→ **SET EXERCISE**
Quote only the lines from the one containing "Where can the sleeve" through the final line, both included, and omit the pictures.

→ **DATA LINES**
## Start
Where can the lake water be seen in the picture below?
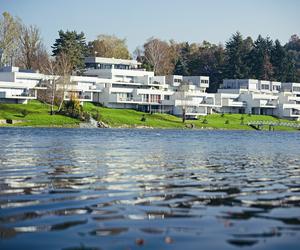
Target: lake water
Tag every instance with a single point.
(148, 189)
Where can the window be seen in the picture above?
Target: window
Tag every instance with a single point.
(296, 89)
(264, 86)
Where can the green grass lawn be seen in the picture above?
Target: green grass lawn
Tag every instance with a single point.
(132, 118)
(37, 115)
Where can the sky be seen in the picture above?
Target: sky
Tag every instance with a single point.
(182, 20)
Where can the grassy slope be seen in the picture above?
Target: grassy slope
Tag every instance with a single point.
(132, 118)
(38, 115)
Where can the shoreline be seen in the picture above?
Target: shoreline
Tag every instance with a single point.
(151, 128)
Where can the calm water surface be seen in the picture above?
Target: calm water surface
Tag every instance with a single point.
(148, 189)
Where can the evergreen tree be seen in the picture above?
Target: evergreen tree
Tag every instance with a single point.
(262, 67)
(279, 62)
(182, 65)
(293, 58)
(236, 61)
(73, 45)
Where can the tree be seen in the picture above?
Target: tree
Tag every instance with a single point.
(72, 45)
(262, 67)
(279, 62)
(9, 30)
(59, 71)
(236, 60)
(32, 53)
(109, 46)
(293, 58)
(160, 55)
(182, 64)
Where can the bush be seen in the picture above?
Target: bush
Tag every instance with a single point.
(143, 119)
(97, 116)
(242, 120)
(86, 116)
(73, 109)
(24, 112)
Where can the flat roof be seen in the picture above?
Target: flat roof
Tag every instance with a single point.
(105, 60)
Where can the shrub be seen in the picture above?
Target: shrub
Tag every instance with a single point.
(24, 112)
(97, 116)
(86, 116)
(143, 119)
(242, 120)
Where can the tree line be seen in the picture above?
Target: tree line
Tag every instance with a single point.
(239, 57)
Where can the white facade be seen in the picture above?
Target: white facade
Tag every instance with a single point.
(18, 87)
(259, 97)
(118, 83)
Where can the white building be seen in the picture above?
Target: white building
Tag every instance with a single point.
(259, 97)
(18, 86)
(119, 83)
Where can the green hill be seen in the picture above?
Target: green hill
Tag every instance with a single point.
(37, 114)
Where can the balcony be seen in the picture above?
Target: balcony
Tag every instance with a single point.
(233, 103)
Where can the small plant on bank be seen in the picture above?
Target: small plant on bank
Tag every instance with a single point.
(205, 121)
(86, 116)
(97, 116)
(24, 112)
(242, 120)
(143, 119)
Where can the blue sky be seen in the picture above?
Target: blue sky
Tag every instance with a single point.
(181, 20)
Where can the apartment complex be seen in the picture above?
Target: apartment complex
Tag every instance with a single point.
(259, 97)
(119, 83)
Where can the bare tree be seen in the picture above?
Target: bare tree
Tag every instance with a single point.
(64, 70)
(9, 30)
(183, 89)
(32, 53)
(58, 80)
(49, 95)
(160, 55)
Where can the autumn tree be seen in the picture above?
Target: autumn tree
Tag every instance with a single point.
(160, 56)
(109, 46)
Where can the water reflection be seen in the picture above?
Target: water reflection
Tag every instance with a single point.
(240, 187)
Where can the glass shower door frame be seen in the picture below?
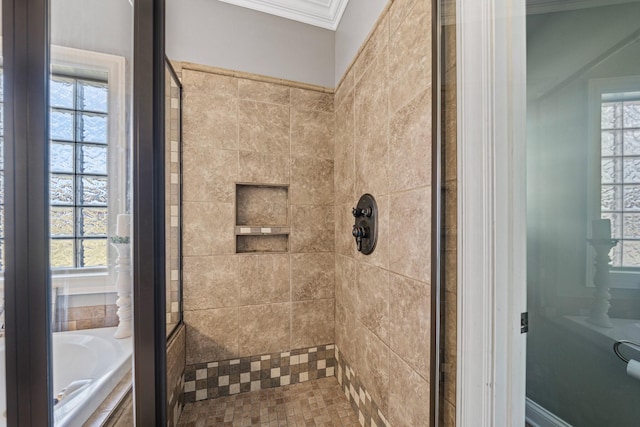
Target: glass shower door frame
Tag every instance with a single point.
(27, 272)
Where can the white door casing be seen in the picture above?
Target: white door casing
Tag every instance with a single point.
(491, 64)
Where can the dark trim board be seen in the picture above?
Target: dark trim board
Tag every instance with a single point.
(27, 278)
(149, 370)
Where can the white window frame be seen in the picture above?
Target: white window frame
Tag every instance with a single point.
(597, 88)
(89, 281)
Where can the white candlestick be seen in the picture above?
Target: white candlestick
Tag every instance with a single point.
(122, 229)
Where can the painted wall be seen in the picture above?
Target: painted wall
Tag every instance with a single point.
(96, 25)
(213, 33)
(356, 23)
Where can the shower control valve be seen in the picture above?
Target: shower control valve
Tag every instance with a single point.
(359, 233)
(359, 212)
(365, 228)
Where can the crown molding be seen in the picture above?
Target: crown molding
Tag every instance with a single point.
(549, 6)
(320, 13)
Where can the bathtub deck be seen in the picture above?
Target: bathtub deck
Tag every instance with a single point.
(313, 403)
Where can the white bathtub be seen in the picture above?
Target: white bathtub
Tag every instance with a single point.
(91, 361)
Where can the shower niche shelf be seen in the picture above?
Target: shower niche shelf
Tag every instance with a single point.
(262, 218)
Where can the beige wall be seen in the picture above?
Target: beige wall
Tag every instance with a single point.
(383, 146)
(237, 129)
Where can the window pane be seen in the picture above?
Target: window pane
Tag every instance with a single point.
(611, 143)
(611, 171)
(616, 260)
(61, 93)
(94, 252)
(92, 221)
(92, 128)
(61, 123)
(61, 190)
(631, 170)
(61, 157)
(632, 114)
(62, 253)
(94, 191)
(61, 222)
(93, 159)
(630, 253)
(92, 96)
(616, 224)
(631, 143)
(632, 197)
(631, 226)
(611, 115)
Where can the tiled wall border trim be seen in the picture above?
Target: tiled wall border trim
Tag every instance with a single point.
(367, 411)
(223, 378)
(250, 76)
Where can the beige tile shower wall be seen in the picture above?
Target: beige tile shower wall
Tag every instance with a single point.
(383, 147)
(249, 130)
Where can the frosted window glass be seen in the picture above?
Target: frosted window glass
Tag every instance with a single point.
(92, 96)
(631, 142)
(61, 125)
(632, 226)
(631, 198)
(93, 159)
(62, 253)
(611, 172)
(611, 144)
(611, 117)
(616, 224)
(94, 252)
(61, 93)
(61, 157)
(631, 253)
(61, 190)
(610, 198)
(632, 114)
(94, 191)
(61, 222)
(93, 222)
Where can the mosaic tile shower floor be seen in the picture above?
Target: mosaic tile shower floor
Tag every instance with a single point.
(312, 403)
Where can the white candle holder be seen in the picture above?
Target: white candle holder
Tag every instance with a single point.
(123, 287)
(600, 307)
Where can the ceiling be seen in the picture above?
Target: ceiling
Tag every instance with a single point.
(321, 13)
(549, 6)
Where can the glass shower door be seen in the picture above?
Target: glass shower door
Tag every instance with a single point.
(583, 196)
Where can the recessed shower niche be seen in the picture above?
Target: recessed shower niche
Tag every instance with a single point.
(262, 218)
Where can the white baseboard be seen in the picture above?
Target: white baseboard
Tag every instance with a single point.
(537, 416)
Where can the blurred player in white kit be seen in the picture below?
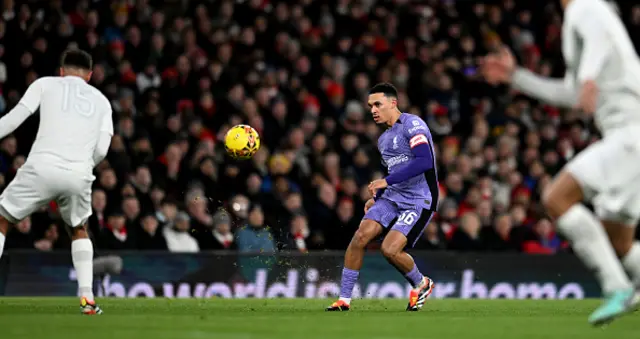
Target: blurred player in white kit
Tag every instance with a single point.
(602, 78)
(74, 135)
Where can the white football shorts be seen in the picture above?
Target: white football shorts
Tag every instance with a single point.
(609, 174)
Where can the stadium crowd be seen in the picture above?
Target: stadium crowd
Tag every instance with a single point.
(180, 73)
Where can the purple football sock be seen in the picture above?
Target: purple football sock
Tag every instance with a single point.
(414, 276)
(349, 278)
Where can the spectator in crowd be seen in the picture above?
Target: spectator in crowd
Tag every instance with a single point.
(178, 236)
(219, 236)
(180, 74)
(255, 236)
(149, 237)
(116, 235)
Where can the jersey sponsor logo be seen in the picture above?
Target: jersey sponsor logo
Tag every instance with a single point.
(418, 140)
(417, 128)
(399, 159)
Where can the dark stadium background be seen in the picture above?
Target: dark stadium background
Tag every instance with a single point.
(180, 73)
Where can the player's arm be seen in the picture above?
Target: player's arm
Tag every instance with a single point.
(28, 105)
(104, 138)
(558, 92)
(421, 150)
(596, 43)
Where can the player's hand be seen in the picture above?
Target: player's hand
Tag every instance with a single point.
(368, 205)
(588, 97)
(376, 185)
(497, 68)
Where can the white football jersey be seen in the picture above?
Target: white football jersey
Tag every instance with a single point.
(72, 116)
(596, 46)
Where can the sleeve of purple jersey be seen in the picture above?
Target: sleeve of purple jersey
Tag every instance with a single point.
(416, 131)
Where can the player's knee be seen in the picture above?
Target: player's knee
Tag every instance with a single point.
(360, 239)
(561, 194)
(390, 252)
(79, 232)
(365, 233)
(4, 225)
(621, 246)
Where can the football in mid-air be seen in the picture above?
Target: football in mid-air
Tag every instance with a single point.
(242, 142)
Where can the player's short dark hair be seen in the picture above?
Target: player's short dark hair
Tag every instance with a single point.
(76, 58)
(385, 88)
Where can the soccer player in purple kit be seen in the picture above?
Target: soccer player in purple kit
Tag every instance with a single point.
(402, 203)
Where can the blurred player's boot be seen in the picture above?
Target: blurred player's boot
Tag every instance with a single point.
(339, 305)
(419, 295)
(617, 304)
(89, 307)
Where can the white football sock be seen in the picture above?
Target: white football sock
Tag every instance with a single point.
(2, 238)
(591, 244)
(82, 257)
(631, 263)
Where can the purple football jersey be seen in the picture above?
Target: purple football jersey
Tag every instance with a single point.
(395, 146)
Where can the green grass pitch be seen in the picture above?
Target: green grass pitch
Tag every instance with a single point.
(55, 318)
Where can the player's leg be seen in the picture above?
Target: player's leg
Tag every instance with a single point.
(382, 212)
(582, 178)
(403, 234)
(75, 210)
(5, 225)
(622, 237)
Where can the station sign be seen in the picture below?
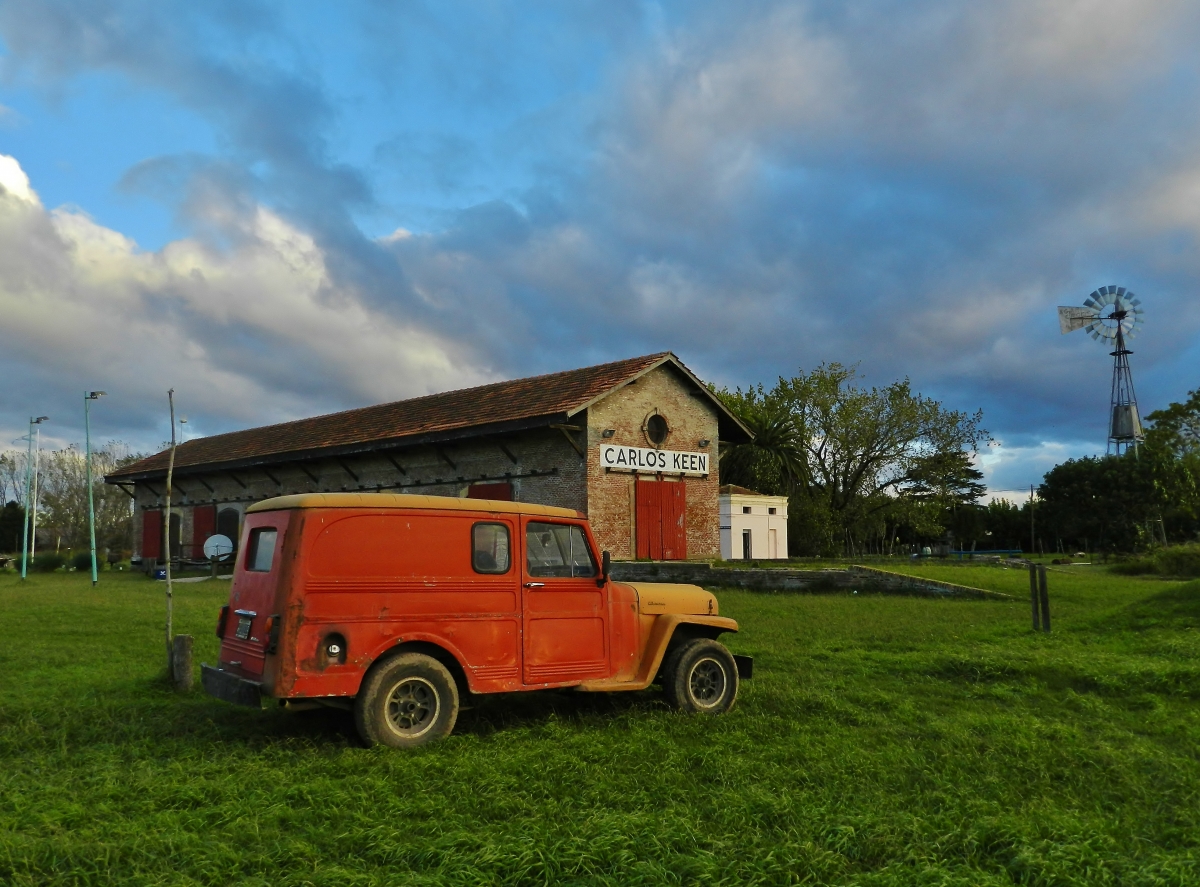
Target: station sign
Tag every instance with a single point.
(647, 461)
## End
→ **EXERCISE OUTPUT**
Where can the sleeve of purple jersey be seen in the picture above?
Target: sleeve of purple jersey
Tag every instance with a single point.
(416, 131)
Where can the player's knee be seen in the picture above?
Target: player's knee
Tag every instance with a single point.
(360, 239)
(561, 194)
(390, 252)
(79, 232)
(365, 233)
(4, 225)
(621, 246)
Where can the football in mid-air be seen in the picture above?
Target: football in mid-air
Tag every instance with a single point.
(242, 142)
Where can the player's short dark hair be seen in the picture above?
Target: player's short dark hair
Tag every instance with a single point.
(76, 58)
(385, 88)
Where can the soccer player in purple kit be seen in the picture above?
Target: soccer player in purple kit
Tag every instance with a single point.
(402, 203)
Where can the blurred player's boot be seen in the picture above?
Target: blurred player's boot
Tag every instance with a single point.
(339, 305)
(419, 295)
(617, 304)
(89, 307)
Where can the white football sock be seen in the picture above?
Target: white football sock
Tag every instance with a single point.
(2, 238)
(591, 244)
(82, 257)
(631, 263)
Where can the purple football jersey be seen in the picture above?
Target: purple football jersey
Tag every instance with a single point.
(395, 146)
Where can the green grass pitch be seen in the picture above?
Target: green grass pitch
Tag every instance with a single point.
(55, 318)
Where can the player's leg be seen in the picture above?
Target: player's leg
Tag every instance with a single point.
(382, 212)
(582, 178)
(403, 234)
(75, 210)
(5, 225)
(622, 237)
Where can the station sign be seen in the picture below?
Target: station sign
Tag every instance with a single point.
(647, 461)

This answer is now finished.